## Document text
Mentally Incapacitated Victims in Georgia Sex Crime Cases
Mentally Incapacitated Defense Lawyer in Atlanta & Alpharetta, Georgia
The Ford Law Firm has 20 years of experience and critical resources to defend the rights of criminal defendants in Georgia’s judicial system. We regularly represent individuals who are accused of serious sex crime offenses that carry harsh penalties. Often these cases boil down to “she said/he said” with only gray area evidence to support the charge.
Consent issues are highly complex and often revolve around the question of whether the alleged victim was mentally incapacitated by drugs, alcohol or other causes. In addition to holding the prosecution to its duty of proof, the defense must often submit an affirmative defense as to the victim’s state at the time of the sexual conduct.
When is Consent Not a Defense?
Consent is a defense in most sex crime cases. If the other party consented to the sexual relationship, the prosecution cannot prove that essential element of the crime and the defendant must be acquitted or charges dropped.
However, Georgia law recognizes that some parties are not able to give consent, such as minors, people with mental disabilities and incapacitated individuals.
Incapacitation may be permanent, as is the case with a person with severe brain damage or developmental impairment, or may be temporary, as with a person who has had too much to drink or has taken drugs.
Why Incapacitation is a Challenging Issue
Some cases are less ambiguous than others, but the issue of capacity is almost always difficult to prove or disprove.
A person may appear to be fully functioning while on drugs and alcohol that cause temporary amnesia. The question is whether the person was able to give consent while under the influence of the substances and had the capacity to give consent at the time of the encounter.

## Problem set
(a) According to the law firm page on incapacitated victims in Georgia sex crime cases, how many years of experience does The Ford Law Firm have?
(b) Name every kind of party that the law firm page says Georgia law recognizes as unable to give consent.
(c) Reproduce word for word the stretch of the law firm page from "Consent is a" through "has taken drugs.".

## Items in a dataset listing

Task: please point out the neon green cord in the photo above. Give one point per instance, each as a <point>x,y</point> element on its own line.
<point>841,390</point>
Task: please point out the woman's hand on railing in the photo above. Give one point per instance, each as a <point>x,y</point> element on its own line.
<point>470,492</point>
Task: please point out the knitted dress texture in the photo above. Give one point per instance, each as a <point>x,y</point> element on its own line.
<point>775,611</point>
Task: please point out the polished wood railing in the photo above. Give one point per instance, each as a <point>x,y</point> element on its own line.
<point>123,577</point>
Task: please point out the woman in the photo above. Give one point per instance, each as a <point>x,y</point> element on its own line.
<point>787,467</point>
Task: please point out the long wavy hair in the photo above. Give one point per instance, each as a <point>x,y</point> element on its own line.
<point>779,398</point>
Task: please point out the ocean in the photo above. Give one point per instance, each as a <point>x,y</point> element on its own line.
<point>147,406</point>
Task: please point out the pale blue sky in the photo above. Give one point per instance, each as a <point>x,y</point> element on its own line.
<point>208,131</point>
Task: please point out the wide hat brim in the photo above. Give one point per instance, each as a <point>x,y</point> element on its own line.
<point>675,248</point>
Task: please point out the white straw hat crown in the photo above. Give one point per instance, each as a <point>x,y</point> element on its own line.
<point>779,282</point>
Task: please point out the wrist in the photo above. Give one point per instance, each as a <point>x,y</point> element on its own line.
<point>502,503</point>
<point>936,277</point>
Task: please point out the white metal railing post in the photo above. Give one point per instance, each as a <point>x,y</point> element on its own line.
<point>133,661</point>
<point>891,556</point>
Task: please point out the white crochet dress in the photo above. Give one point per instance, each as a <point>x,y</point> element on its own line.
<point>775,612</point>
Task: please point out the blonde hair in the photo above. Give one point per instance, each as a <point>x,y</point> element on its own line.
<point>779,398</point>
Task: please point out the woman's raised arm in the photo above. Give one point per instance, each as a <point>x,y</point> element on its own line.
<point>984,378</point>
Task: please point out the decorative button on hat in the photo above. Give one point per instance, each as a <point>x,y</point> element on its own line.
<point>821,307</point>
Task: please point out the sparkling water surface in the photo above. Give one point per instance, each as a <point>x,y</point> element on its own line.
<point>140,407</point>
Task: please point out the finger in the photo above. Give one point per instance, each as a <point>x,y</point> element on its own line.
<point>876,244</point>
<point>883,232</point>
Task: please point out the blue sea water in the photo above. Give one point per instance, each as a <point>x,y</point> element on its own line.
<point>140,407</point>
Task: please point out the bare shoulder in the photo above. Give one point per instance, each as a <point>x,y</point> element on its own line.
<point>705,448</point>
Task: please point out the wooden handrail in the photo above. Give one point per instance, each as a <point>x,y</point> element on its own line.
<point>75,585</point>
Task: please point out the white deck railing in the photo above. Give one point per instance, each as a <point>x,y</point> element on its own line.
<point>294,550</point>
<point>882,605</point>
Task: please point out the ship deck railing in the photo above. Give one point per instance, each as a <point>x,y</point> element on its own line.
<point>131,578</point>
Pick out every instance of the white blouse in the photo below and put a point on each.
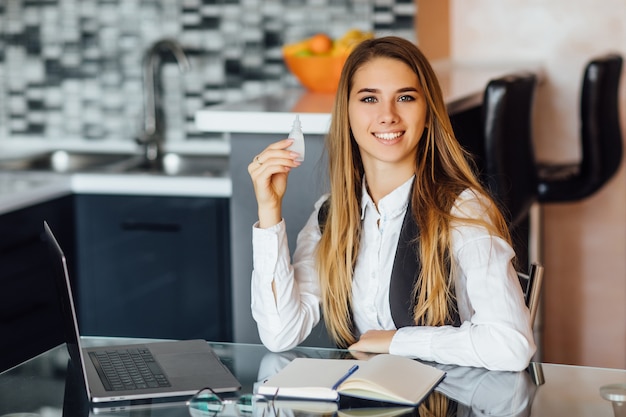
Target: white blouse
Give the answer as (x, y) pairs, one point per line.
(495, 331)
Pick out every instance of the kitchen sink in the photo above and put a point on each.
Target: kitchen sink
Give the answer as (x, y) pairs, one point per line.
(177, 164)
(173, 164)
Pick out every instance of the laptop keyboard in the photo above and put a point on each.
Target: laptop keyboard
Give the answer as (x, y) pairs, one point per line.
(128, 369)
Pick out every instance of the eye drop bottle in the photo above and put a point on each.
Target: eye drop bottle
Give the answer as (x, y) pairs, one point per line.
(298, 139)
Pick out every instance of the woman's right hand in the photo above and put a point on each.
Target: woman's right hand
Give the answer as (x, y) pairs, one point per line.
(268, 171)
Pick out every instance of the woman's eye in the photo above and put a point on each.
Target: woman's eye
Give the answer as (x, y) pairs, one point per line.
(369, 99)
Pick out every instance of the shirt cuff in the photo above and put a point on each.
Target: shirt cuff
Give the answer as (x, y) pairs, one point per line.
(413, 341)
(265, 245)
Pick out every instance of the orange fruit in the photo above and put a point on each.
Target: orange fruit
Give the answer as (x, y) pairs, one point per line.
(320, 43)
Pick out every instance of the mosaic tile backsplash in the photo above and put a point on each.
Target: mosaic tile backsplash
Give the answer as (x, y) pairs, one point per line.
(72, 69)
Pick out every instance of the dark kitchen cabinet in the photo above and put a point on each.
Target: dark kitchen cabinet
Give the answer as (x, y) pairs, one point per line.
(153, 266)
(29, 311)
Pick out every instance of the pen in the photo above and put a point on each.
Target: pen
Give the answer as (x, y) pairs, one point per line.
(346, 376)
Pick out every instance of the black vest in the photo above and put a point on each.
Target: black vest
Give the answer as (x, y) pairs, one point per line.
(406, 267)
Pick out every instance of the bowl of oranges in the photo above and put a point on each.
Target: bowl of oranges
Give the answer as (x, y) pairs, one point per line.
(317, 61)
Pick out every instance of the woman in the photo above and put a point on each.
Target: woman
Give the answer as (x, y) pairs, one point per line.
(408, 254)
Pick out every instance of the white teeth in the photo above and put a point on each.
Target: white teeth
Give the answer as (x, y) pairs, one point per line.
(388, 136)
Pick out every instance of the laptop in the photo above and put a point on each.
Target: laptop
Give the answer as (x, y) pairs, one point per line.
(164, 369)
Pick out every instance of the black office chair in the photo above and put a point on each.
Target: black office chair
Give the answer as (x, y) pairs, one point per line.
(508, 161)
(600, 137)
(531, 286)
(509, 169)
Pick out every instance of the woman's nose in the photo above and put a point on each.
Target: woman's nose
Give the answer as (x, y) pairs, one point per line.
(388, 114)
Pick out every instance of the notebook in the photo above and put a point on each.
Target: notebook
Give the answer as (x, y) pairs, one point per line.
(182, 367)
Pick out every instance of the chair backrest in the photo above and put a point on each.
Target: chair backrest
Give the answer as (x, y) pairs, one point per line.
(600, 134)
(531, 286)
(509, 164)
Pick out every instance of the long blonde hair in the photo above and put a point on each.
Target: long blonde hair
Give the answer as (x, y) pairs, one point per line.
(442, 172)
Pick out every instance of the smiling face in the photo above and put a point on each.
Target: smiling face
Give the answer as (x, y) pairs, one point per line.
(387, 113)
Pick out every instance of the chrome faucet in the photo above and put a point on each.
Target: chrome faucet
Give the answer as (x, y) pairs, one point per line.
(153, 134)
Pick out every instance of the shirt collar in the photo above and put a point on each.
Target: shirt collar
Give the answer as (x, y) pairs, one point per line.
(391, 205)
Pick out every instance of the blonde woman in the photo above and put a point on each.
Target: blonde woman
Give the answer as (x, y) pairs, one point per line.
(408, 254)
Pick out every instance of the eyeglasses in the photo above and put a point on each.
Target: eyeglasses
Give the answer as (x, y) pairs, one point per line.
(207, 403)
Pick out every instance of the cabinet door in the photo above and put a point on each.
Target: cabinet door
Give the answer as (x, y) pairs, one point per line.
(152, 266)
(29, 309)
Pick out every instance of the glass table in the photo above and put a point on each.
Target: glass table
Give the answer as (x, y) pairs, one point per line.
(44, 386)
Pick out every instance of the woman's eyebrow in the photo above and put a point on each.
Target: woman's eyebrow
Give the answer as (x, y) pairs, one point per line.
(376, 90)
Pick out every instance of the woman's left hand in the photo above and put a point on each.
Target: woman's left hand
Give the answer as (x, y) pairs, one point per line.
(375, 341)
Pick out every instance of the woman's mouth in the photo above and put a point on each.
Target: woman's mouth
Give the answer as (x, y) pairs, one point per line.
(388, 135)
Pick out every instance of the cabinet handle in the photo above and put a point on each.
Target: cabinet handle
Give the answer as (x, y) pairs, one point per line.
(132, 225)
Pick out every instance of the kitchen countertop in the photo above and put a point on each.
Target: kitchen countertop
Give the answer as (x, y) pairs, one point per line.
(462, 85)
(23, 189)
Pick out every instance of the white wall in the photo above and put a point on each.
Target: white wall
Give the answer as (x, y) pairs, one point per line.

## Answers below
(a) 20 years

(b) Minors, people with mental disabilities, and incapacitated individuals

(c)
Consent is a defense in most sex crime cases. If the other party consented to the sexual relationship, the prosecution cannot prove that essential element of the crime and the defendant must be acquitted or charges dropped.
However, Georgia law recognizes that some parties are not able to give consent, such as minors, people with mental disabilities and incapacitated individuals.
Incapacitation may be permanent, as is the case with a person with severe brain damage or developmental impairment, or may be temporary, as with a person who has had too much to drink or has taken drugs.